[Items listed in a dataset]

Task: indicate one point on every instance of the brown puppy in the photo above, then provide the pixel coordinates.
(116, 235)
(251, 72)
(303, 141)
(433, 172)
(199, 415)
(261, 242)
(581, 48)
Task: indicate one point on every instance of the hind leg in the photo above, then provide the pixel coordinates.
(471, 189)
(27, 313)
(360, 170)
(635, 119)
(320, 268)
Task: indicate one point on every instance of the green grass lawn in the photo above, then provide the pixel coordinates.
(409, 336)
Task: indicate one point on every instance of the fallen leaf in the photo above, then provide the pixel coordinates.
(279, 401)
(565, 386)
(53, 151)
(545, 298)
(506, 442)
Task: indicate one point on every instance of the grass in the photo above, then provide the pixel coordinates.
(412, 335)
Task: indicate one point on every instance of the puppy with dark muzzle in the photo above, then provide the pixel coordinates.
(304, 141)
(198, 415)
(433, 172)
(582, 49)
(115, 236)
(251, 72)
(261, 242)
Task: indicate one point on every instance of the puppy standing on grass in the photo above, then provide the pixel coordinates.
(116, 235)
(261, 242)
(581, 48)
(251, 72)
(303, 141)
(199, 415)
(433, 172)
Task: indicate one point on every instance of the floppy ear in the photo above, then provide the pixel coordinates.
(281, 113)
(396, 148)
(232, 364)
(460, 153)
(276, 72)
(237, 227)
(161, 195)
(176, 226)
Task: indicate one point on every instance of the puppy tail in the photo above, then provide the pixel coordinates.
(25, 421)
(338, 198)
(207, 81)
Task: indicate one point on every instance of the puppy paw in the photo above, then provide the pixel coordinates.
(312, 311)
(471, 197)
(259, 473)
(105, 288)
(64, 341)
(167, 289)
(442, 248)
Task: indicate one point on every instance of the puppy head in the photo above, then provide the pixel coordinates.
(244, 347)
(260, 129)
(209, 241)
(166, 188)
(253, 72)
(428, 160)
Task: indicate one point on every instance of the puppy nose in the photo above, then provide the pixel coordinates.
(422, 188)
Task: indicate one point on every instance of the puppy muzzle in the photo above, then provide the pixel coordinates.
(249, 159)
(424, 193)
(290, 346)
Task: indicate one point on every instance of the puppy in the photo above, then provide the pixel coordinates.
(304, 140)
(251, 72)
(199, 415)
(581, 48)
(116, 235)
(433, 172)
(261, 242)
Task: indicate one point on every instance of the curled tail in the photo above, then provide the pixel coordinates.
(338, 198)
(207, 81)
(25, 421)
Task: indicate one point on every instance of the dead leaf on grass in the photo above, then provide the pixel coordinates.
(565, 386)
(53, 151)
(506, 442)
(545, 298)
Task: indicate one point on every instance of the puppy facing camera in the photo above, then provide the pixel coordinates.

* [Exercise] Find the line that contains "Task: indicate one point on every instance of the dead". Copy it and every line after it to the end of the records, exactly, and nothing more.

* [The answer]
Task: indicate one point on every instance of the dead leaf on grass in the photo above, then provide the pixel coordinates.
(565, 386)
(53, 151)
(506, 442)
(545, 298)
Task: indicate one point on every instance of the puppy facing camera in the photo above, then provide the pixel coordinates.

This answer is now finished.